▶ _Written tasks_:
1 – Reproduce the passage on Breakdown and Lime explanations word for word, starting at "Shown above two" and ending at "than shown here?".
2 – Write the next part of the passage on Breakdown and Lime explanations, picking up after its final sentence.

▶ _Text to read_:
↓

The above-shown Breakdown (Staniak and Biecek 2018a) profiles help answer a common question: which variable contributes to the prediction the most. It is of course only one of the possible solutions, some of the others are presented further. This method shows the decomposition of the prediction done by model, most important features plotting the highest. Next to each feature, there is a number showing the value of the influence of the feature on the prediction. We can separate features with positive (green bars) and negative (red) influence.
Shown above two observations (2.5) vary three features - ram_gb, brand and diag. It is visible on these two Breakdown charts (2.6, 2.7) that Samsung has a bigger diagonal, but less RAM GB and according to the model is more expensive by 200. However, this difference, in reality, is higher, Samsung is more expensive by 700. There are also differences in the impact of features - in first batter_mAh has a positive impact and in the second negative. In the first case for model the most important were ram_gb, diag and brand (in this order), in second ram_gb, brand and front_camera_px. The question is, whether in reality brand does not have a bigger impact on price than shown here?
The above-shown Breakdown profile is most suitable for models with a small number of features. However, it sometimes happens that we need to use more features and Breakdown is not the best choice. Better is Lime (Local Interpretable Model-agnostic Explanations) profile (Ribeiro et al. 2016b). It is one of the most popular sparse explainers, which uses a small number of variables. The main idea of it is to change the complicated black-box model into approximated glass-box one. In this situation, the second one is much easier to interpret. On the Lime plots, we can also see the influence of the features on the final prediction, with division (shown as various colours) on positive and negative.

↑

▶ _Material_:

↓

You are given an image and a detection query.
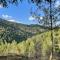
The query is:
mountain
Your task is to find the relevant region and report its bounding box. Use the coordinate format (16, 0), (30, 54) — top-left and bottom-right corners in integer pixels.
(0, 18), (45, 42)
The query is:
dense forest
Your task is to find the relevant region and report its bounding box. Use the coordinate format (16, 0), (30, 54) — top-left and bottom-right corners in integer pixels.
(0, 19), (60, 60)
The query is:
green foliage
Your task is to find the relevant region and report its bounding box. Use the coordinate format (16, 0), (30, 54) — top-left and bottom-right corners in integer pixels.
(0, 18), (44, 42)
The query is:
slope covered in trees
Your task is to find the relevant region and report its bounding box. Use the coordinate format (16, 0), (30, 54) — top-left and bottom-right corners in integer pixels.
(0, 18), (45, 42)
(0, 29), (60, 60)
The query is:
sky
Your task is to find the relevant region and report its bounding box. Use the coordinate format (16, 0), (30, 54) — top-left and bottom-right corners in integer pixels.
(0, 1), (37, 24)
(0, 0), (60, 24)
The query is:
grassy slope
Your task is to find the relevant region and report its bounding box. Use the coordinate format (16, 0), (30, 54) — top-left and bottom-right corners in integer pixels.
(0, 29), (60, 56)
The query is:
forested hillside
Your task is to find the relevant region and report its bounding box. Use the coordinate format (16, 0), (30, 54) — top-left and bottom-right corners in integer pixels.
(0, 29), (60, 60)
(0, 18), (45, 42)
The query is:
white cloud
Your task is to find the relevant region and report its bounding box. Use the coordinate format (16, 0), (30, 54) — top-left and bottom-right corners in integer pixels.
(0, 4), (3, 8)
(29, 16), (35, 21)
(2, 14), (12, 19)
(55, 0), (60, 7)
(40, 16), (43, 20)
(7, 19), (22, 23)
(8, 19), (16, 22)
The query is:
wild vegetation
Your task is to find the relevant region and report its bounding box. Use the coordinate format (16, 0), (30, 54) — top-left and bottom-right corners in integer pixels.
(0, 26), (60, 60)
(0, 18), (45, 42)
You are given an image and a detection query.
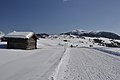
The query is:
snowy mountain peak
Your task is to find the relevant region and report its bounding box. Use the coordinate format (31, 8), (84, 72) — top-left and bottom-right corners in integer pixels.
(62, 29), (120, 39)
(71, 29), (97, 34)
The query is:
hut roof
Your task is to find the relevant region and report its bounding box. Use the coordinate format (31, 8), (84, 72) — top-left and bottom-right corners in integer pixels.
(4, 32), (34, 39)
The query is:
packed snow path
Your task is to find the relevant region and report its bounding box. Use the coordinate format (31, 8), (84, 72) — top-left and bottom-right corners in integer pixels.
(0, 47), (64, 80)
(55, 48), (120, 80)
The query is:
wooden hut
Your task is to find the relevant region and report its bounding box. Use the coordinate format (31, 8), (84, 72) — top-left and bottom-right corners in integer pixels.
(4, 32), (38, 50)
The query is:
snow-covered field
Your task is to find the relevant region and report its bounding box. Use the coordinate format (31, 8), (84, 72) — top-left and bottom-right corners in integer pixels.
(0, 37), (120, 80)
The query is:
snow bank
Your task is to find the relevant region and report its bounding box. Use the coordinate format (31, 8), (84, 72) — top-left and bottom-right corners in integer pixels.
(94, 47), (120, 56)
(48, 48), (69, 80)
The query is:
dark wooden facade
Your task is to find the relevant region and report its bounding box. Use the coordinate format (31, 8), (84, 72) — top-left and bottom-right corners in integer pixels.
(6, 35), (38, 50)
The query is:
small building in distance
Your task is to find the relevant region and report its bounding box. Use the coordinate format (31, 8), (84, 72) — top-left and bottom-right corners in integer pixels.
(3, 32), (38, 50)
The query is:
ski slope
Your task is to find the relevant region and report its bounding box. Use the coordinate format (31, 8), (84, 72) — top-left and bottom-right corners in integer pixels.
(54, 48), (120, 80)
(0, 37), (120, 80)
(0, 40), (64, 80)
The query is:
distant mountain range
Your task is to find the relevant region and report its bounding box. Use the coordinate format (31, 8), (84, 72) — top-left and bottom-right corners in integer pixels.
(60, 29), (120, 39)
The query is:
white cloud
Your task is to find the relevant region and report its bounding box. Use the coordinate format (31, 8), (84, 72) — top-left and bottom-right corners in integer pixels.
(63, 0), (70, 2)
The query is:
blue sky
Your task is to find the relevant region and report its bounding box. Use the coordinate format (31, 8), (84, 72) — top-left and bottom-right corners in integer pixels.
(0, 0), (120, 34)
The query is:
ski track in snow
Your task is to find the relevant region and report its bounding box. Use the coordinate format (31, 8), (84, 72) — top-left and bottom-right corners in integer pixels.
(56, 48), (120, 80)
(0, 48), (64, 80)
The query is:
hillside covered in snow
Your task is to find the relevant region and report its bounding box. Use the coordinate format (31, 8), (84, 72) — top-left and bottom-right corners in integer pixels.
(61, 29), (120, 39)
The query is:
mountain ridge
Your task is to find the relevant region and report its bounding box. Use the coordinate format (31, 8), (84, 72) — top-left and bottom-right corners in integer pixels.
(60, 29), (120, 40)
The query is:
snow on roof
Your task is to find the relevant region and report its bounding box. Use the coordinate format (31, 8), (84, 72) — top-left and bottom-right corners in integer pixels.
(4, 32), (34, 39)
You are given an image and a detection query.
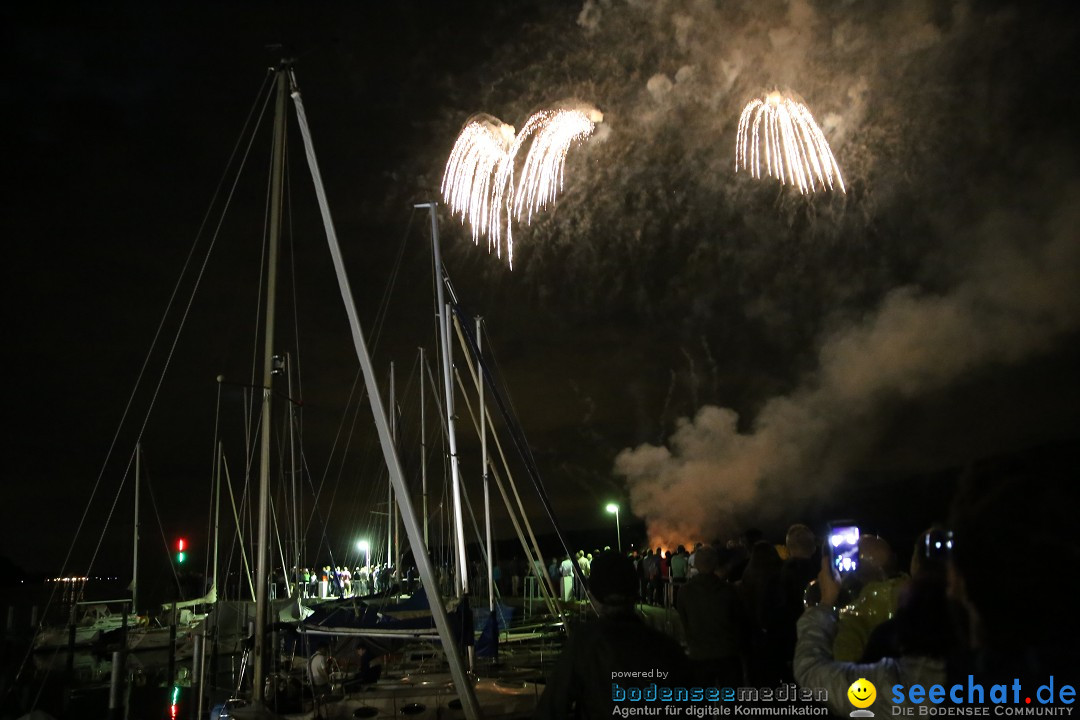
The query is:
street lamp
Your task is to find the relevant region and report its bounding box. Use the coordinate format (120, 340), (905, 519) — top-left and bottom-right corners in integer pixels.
(605, 503), (622, 553)
(356, 540), (372, 568)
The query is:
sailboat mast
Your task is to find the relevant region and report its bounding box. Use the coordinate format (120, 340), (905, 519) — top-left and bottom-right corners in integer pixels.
(132, 443), (143, 614)
(211, 440), (225, 602)
(420, 348), (431, 547)
(285, 353), (300, 587)
(476, 317), (495, 612)
(387, 361), (397, 570)
(252, 60), (288, 705)
(428, 203), (469, 597)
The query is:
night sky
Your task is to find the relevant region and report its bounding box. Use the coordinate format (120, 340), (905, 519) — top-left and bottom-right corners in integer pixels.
(0, 0), (1080, 587)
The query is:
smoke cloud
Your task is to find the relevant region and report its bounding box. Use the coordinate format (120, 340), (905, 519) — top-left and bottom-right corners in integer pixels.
(615, 188), (1080, 544)
(425, 0), (1080, 544)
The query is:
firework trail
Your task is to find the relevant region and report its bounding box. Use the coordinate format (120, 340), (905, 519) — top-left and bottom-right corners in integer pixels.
(514, 108), (604, 223)
(735, 92), (846, 193)
(442, 107), (604, 269)
(442, 114), (514, 250)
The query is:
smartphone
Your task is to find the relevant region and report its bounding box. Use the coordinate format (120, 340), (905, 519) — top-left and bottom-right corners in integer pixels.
(922, 528), (953, 559)
(826, 520), (859, 575)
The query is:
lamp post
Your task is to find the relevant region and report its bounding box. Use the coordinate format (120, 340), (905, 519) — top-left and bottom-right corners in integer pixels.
(606, 503), (622, 553)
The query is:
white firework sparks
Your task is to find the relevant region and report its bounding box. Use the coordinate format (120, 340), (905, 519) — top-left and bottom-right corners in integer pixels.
(735, 92), (847, 193)
(514, 108), (603, 223)
(442, 106), (604, 268)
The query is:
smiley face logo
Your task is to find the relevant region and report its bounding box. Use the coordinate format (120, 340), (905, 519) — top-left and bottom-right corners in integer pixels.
(848, 678), (877, 715)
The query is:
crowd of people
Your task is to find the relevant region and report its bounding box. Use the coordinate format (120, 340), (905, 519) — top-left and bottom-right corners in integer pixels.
(538, 458), (1080, 718)
(289, 563), (397, 599)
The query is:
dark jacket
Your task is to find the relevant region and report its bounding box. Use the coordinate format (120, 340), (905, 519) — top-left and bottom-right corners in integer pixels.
(534, 606), (692, 720)
(678, 573), (746, 660)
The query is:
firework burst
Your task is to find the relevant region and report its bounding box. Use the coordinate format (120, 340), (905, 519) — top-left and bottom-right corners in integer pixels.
(442, 116), (514, 249)
(514, 110), (603, 223)
(442, 106), (604, 268)
(735, 92), (846, 193)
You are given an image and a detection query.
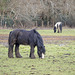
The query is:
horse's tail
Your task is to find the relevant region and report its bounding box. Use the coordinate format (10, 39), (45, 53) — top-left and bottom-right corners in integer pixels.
(8, 31), (12, 44)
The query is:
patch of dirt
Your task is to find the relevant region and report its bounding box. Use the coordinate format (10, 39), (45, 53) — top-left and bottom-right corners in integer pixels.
(0, 34), (75, 46)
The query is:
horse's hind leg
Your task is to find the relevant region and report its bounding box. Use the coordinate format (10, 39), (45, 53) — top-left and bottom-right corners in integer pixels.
(15, 44), (22, 58)
(8, 45), (14, 58)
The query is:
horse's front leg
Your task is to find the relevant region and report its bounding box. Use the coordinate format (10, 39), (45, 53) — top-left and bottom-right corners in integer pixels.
(30, 46), (35, 59)
(15, 44), (22, 58)
(8, 45), (14, 58)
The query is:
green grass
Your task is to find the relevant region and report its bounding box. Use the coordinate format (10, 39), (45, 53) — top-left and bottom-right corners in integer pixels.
(0, 29), (75, 75)
(0, 29), (75, 36)
(0, 41), (75, 75)
(38, 29), (75, 36)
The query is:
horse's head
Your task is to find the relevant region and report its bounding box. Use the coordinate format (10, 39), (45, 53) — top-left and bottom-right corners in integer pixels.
(37, 46), (45, 58)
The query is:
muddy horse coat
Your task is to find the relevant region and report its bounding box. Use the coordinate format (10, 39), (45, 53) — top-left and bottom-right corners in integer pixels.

↑

▶ _Answers in order_:
1 –
Shown above two observations (2.5) vary three features - ram_gb, brand and diag. It is visible on these two Breakdown charts (2.6, 2.7) that Samsung has a bigger diagonal, but less RAM GB and according to the model is more expensive by 200. However, this difference, in reality, is higher, Samsung is more expensive by 700. There are also differences in the impact of features - in first batter_mAh has a positive impact and in the second negative. In the first case for model the most important were ram_gb, diag and brand (in this order), in second ram_gb, brand and front_camera_px. The question is, whether in reality brand does not have a bigger impact on price than shown here?

2 –
On LIME plots (2.9, 2.10) two phones, which have similar values in many features (2.8), in two (battery_mAh and diag) second phone (2.10) has better values than first one (2.9). Even though the price of the first phone is three times higher according to our model. The only difference not mentioned above between them is a brand - the first one is the iPhone. That seems to be a conclusion consistent with reality.
Above mentioned profiles showed the various influence of features on the prediction and the comparison between them. Ceteris Paribus profile (Przemyslaw Biecek and Burzykowski 2021a) shows the effect on the model’s predictions made by changes in the value of one individual feature, while the rest of them held constant. These profiles help us understand how changes in one feature affect the prediction of the model for all of the features.
Ceteris Paribus profile (2.12) shows different influence of some features concerning two mobile phones (2.11). The biggest contrast we can observe in the case of battery_mAh, which lowers the price significantly in the case of OPPO phone, and increases when it comes to Apple one, leading to the same prediction for both if the value exceeds 5000 mAh. It is quite surprising because in the case of the first one such battery parameters should lead to a bigger price. Another difference which can be observed in front_camera_mpix
influence - whereas above ~ 15 Mpix we reach similar price, for smaller values it causes prediction’s increase for Apple, and steady value for OPPO (for both peaks around 10 Mpix value). Once more those impacts are unexpected because the OPPO phone has a much better front camera.
Global explanations
In the second step of our XAI analysis, we focused on dataset level explanations - those concerning not a single observation, but all of them. Global methods let us gain a better understanding of how our model behaves in general and what influences it the most. We perform an analysis of all predictions for the dataset together to find out how each feature affects their average value. The methods used for this purpose are Permutation-based Variable Importance (Feature Importance) (A. Fisher et al. 2019b) and Partial Dependence Profile (PDP) (Friedman 2000b).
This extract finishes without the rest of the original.